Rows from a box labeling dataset
□ □ □
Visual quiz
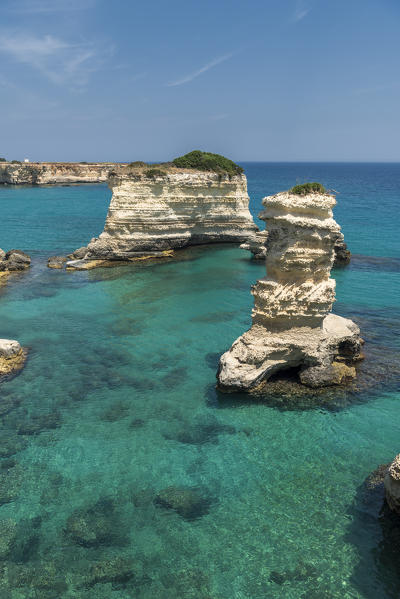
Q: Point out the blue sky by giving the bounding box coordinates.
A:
[0,0,400,161]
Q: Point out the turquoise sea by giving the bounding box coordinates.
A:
[0,163,400,599]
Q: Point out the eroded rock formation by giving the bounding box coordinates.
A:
[383,454,400,515]
[240,230,351,268]
[218,192,362,390]
[0,162,116,185]
[0,339,26,377]
[67,166,257,267]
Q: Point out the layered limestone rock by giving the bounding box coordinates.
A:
[240,230,351,268]
[67,166,257,266]
[383,454,400,515]
[218,192,362,390]
[0,249,31,275]
[0,162,116,185]
[0,339,26,377]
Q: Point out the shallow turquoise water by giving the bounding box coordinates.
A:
[0,164,400,599]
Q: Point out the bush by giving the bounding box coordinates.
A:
[290,181,327,196]
[144,168,167,179]
[172,150,243,175]
[128,160,148,167]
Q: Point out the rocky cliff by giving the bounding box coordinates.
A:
[383,454,400,515]
[72,166,257,260]
[240,231,351,268]
[0,162,118,185]
[218,192,361,390]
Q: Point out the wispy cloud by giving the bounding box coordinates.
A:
[167,52,234,87]
[0,33,112,88]
[293,0,311,23]
[4,0,96,14]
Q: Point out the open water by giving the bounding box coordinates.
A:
[0,163,400,599]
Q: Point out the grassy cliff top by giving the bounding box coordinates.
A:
[290,181,328,196]
[128,150,243,177]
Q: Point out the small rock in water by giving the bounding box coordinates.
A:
[154,486,211,520]
[47,256,68,269]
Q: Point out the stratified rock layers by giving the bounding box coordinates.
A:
[218,192,361,390]
[85,169,257,260]
[383,454,400,515]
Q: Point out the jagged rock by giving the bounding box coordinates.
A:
[333,233,351,267]
[0,339,26,377]
[0,518,17,560]
[384,454,400,515]
[0,250,31,272]
[240,230,351,268]
[47,256,68,268]
[240,231,268,260]
[218,192,362,390]
[71,166,257,267]
[154,486,211,520]
[0,162,116,185]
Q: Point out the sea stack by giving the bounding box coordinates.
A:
[383,454,400,515]
[67,153,258,267]
[218,184,362,390]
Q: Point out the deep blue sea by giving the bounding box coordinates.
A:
[0,163,400,599]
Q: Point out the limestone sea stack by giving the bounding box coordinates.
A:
[383,454,400,515]
[218,186,362,390]
[240,230,351,268]
[67,157,258,267]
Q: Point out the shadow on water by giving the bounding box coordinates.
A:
[346,464,400,599]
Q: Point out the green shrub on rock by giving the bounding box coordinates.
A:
[290,181,327,196]
[172,150,243,175]
[128,160,148,167]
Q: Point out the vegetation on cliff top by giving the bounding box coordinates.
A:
[172,150,243,175]
[144,168,167,179]
[290,181,327,196]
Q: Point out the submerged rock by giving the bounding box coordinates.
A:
[68,165,257,268]
[0,518,17,560]
[0,339,26,377]
[0,250,31,272]
[218,192,362,390]
[84,556,140,587]
[240,230,351,268]
[47,256,68,269]
[154,486,212,520]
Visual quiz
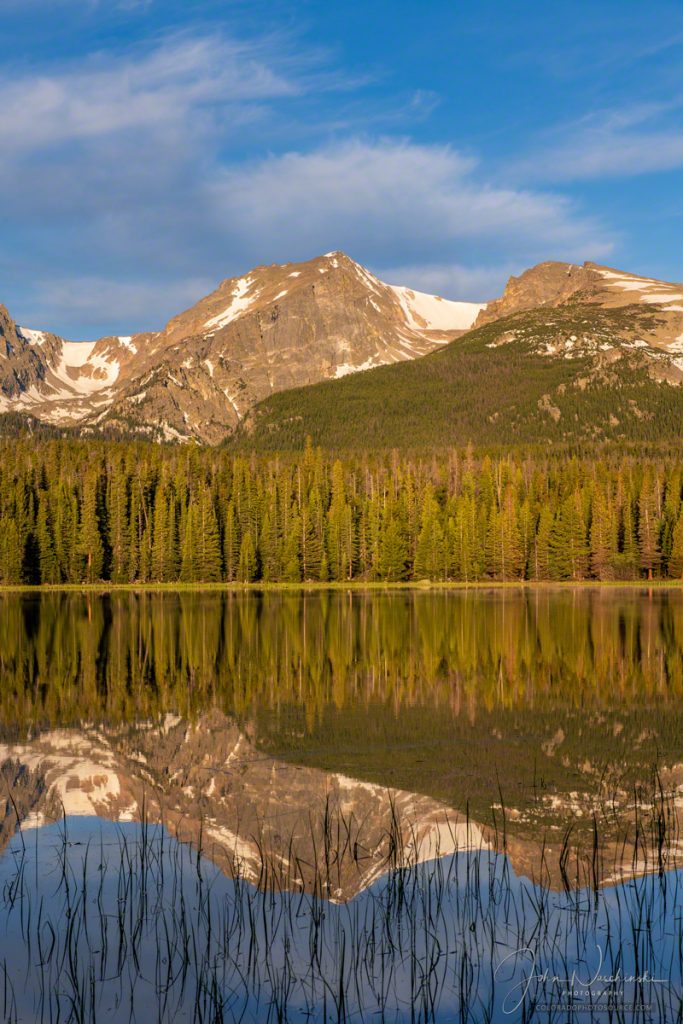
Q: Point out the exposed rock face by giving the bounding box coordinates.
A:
[0,253,481,442]
[475,262,600,327]
[474,262,683,351]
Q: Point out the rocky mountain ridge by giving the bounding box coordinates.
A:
[0,252,482,443]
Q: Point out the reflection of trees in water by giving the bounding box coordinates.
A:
[0,590,683,727]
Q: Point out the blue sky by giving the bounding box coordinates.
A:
[0,0,683,339]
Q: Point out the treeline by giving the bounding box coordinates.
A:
[0,439,683,585]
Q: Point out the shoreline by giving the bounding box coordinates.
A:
[0,580,683,595]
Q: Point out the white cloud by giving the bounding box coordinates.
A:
[20,275,217,341]
[0,33,610,336]
[373,263,519,302]
[0,37,297,153]
[515,96,683,181]
[212,139,609,263]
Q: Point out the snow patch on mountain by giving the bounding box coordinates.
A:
[391,285,486,331]
[16,325,45,345]
[204,274,256,328]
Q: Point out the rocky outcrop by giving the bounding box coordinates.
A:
[0,252,481,442]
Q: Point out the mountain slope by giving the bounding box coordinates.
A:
[236,265,683,450]
[0,253,482,442]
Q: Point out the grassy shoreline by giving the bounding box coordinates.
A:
[0,580,683,595]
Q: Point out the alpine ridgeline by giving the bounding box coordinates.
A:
[241,262,683,450]
[0,252,482,443]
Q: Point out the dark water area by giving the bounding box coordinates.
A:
[0,588,683,1024]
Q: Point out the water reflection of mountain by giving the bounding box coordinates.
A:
[0,711,679,900]
[0,713,488,900]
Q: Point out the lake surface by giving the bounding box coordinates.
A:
[0,588,683,1024]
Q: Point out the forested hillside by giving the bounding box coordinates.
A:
[0,439,683,585]
[232,300,683,452]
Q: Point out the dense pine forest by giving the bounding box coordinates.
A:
[0,439,683,585]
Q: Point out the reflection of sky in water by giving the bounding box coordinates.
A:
[0,818,683,1024]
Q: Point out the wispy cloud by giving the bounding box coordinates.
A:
[0,34,611,336]
[513,96,683,181]
[212,138,609,263]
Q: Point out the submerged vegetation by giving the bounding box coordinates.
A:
[0,806,683,1024]
[0,439,683,586]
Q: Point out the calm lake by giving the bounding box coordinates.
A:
[0,588,683,1024]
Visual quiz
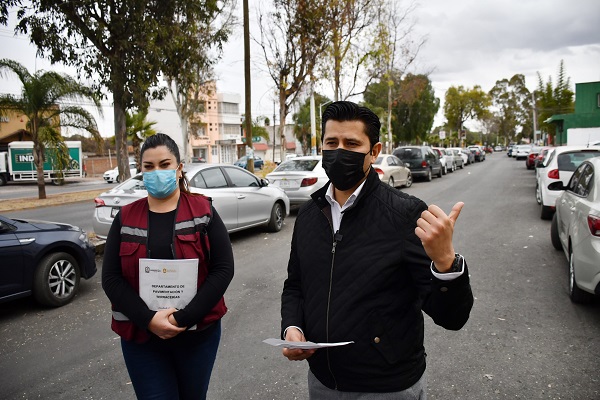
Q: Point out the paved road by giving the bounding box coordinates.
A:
[0,178,117,200]
[0,153,600,400]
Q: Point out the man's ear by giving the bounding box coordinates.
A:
[371,142,382,162]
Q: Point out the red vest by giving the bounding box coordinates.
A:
[111,192,227,343]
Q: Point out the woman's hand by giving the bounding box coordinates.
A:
[148,308,185,339]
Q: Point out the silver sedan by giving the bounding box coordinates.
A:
[548,157,600,303]
[92,164,290,238]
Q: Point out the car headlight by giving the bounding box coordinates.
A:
[79,229,90,244]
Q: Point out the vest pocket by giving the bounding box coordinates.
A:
[177,232,206,262]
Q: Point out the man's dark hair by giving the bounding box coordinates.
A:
[321,101,381,147]
[140,133,181,164]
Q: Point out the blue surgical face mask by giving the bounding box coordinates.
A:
[142,169,177,199]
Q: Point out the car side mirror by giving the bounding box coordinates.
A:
[548,181,566,190]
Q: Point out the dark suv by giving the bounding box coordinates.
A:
[393,146,442,181]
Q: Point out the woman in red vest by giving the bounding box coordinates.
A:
[102,133,233,399]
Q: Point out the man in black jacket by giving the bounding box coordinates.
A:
[281,101,473,399]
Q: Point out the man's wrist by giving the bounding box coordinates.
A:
[431,253,464,274]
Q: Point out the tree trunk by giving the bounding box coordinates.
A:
[31,122,46,200]
[113,99,131,182]
[279,93,287,162]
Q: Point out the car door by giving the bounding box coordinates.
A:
[556,163,594,248]
[223,166,275,228]
[190,166,238,231]
[0,219,28,298]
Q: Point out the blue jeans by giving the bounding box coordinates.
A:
[121,321,221,400]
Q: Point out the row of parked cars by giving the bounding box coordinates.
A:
[0,146,484,306]
[513,145,600,303]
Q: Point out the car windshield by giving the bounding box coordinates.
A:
[273,160,319,172]
[394,147,421,160]
[556,149,600,171]
[115,174,146,190]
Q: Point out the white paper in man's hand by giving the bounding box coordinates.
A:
[263,338,354,350]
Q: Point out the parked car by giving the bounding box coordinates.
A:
[266,156,329,205]
[512,144,531,160]
[393,146,442,181]
[549,157,600,303]
[233,156,264,169]
[525,146,542,169]
[444,147,468,171]
[536,146,600,219]
[468,146,485,162]
[92,163,290,239]
[373,154,412,187]
[102,161,137,183]
[0,216,96,307]
[533,146,552,168]
[432,147,456,175]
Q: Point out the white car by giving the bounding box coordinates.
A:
[265,156,329,205]
[549,157,600,303]
[102,161,137,183]
[512,144,532,160]
[373,154,412,188]
[535,146,600,219]
[92,163,290,239]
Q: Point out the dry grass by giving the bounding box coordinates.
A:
[0,189,106,212]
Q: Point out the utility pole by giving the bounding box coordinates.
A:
[531,92,537,144]
[244,0,254,173]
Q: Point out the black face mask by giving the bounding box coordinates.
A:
[323,149,369,190]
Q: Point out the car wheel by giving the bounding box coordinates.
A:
[425,168,433,182]
[33,252,80,307]
[550,213,562,250]
[569,250,594,303]
[268,203,284,232]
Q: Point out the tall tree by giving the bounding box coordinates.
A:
[293,93,331,154]
[0,59,102,199]
[125,110,156,171]
[257,0,329,162]
[444,85,491,145]
[534,60,575,141]
[489,74,533,139]
[373,0,425,152]
[365,73,440,145]
[321,0,379,101]
[6,0,232,179]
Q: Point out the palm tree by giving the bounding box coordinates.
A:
[0,59,102,199]
[126,110,156,174]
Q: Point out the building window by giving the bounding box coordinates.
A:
[221,124,240,136]
[219,102,239,114]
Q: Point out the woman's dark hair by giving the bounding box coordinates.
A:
[140,133,190,194]
[321,101,381,147]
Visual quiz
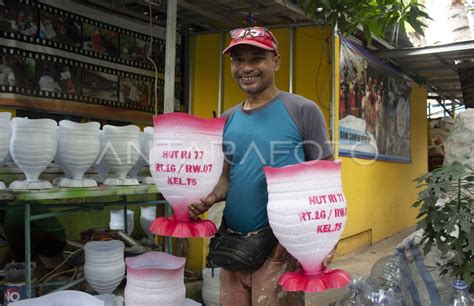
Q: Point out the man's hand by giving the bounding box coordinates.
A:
[188,192,217,220]
[322,244,338,271]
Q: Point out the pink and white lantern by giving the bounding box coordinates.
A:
[150,113,225,237]
[264,160,351,292]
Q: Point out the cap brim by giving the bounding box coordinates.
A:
[222,39,278,54]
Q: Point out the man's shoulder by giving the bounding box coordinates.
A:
[221,103,240,119]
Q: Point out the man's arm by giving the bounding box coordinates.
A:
[188,161,230,220]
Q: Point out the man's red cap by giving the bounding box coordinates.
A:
[222,27,280,55]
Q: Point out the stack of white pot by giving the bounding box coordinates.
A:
[125,252,186,306]
[0,112,11,189]
[140,206,156,238]
[92,130,110,183]
[109,209,135,235]
[9,117,58,189]
[103,125,140,185]
[128,127,155,185]
[202,268,221,306]
[84,240,125,294]
[55,120,100,187]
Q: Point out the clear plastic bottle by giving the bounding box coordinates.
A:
[382,253,408,306]
[442,279,474,306]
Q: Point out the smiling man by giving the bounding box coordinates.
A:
[189,27,332,306]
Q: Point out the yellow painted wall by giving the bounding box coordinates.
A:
[188,27,427,268]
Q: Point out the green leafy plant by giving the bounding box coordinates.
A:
[300,0,430,43]
[413,161,474,285]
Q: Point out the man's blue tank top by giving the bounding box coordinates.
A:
[224,96,305,233]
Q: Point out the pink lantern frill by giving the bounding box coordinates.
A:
[150,113,225,238]
[264,160,351,292]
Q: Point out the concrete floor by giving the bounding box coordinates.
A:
[113,227,415,306]
[304,227,415,306]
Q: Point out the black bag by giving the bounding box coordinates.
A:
[207,220,278,272]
□ □ □
Problem statement. Find each line in the records above that contains the string "parked" and copy those lines. Case counts.

Complete answer.
Q: Point out the row of parked cars by giving the bounding box coordinates.
Q: Point out the parked car by giving the bounding box coordinates.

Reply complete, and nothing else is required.